__EXERCISE INSTRUCTIONS__: Arrange every line of the data below as a Markdown table with the columns No. and Line, giving each line its row number and omitting blank lines.

╔══

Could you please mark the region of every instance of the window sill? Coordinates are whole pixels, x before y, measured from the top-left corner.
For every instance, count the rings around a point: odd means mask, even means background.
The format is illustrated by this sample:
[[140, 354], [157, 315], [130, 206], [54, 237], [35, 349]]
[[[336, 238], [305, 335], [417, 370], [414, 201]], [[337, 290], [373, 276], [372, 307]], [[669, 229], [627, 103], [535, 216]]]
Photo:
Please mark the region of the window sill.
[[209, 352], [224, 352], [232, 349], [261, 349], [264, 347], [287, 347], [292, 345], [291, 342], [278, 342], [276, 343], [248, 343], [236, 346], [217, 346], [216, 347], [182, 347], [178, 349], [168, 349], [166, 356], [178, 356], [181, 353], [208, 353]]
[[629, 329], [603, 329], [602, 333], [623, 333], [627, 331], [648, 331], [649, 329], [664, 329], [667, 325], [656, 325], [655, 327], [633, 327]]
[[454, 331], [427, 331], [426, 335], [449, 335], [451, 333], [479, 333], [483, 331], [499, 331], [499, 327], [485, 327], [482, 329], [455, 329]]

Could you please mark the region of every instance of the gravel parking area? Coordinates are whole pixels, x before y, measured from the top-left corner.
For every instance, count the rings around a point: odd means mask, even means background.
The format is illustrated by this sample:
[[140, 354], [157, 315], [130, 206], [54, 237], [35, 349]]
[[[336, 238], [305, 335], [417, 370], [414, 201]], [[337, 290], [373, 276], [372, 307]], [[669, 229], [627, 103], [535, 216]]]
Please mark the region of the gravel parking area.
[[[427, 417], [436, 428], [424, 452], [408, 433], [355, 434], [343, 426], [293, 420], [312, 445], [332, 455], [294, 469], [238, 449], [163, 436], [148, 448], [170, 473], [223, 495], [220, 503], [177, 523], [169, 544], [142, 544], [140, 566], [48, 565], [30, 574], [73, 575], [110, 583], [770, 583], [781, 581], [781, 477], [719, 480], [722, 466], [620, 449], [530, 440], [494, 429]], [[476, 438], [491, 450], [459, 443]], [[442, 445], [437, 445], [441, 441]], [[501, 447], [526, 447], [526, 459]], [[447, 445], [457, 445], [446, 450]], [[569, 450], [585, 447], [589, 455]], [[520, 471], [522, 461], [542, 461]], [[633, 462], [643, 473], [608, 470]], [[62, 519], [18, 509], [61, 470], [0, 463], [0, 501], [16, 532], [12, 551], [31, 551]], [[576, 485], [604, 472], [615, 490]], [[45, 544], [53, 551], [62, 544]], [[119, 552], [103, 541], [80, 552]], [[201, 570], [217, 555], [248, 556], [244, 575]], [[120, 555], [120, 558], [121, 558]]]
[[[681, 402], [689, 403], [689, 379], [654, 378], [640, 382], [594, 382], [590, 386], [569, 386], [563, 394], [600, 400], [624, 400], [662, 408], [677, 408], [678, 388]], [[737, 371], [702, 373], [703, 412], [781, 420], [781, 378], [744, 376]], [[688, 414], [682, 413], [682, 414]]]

╚══

__SOLUTION FOR THIS PROBLEM__:
| No. | Line |
|---|---|
| 1 | Could you please mark the region of every instance of the window sill? Coordinates are whole pixels, x before y, measured from the top-left corner. |
| 2 | For every instance, count the rings around a point: odd means mask, even means background. |
| 3 | The format is illustrated by this sample: |
| 4 | [[140, 354], [157, 315], [130, 206], [54, 237], [35, 349]] |
| 5 | [[[336, 238], [305, 335], [417, 370], [414, 201]], [[337, 290], [373, 276], [372, 307]], [[669, 229], [627, 103], [535, 216]]] |
| 6 | Photo: |
| 7 | Please mark the region of the window sill. |
| 8 | [[209, 352], [224, 352], [232, 349], [261, 349], [264, 347], [287, 347], [292, 345], [291, 342], [278, 342], [276, 343], [248, 343], [236, 346], [217, 346], [216, 347], [182, 347], [178, 349], [168, 349], [166, 356], [178, 356], [181, 353], [208, 353]] |
| 9 | [[629, 329], [603, 329], [602, 333], [623, 333], [627, 331], [648, 331], [649, 329], [664, 329], [667, 325], [656, 325], [655, 327], [633, 327]] |
| 10 | [[454, 331], [427, 331], [426, 335], [449, 335], [451, 333], [479, 333], [483, 331], [499, 331], [499, 327], [485, 327], [482, 329], [455, 329]] |
| 11 | Could you please mark the region of every instance of the gravel parking area? Coordinates are whole pixels, x before y, measured from the top-left corner. |
| 12 | For every instance, count the rings around a point: odd means mask, even means background. |
| 13 | The format is illustrated by this sample: |
| 14 | [[140, 354], [157, 315], [130, 206], [54, 237], [35, 349]] |
| 15 | [[[336, 238], [305, 335], [417, 370], [414, 201]], [[337, 290], [373, 276], [372, 307]], [[669, 229], [627, 103], [535, 216]]] |
| 16 | Please mark the region of the gravel parking area. |
| 17 | [[[427, 417], [436, 428], [424, 452], [408, 433], [355, 434], [343, 426], [293, 420], [312, 445], [332, 455], [294, 469], [238, 449], [163, 436], [148, 448], [170, 473], [223, 495], [220, 503], [177, 523], [169, 544], [142, 544], [140, 566], [48, 565], [30, 574], [73, 575], [110, 583], [770, 583], [781, 581], [781, 477], [719, 480], [722, 466], [620, 449], [530, 440], [494, 429]], [[476, 438], [491, 450], [459, 443]], [[442, 445], [437, 445], [441, 441]], [[501, 447], [526, 447], [526, 459]], [[447, 445], [457, 445], [446, 450]], [[569, 450], [585, 447], [589, 455]], [[520, 471], [522, 461], [542, 461]], [[633, 462], [643, 473], [608, 470]], [[62, 519], [18, 509], [61, 470], [0, 463], [0, 501], [16, 532], [12, 551], [31, 551]], [[576, 485], [604, 472], [615, 490]], [[45, 544], [53, 551], [62, 544]], [[119, 552], [103, 541], [80, 552]], [[201, 570], [217, 555], [248, 556], [244, 575]], [[120, 555], [120, 558], [121, 558]]] |
| 18 | [[[681, 402], [689, 403], [689, 379], [654, 378], [640, 382], [594, 382], [590, 386], [569, 386], [563, 394], [600, 400], [624, 400], [662, 408], [677, 408], [678, 388]], [[737, 371], [702, 373], [703, 412], [781, 420], [781, 378], [744, 376]], [[688, 414], [682, 413], [682, 414]]] |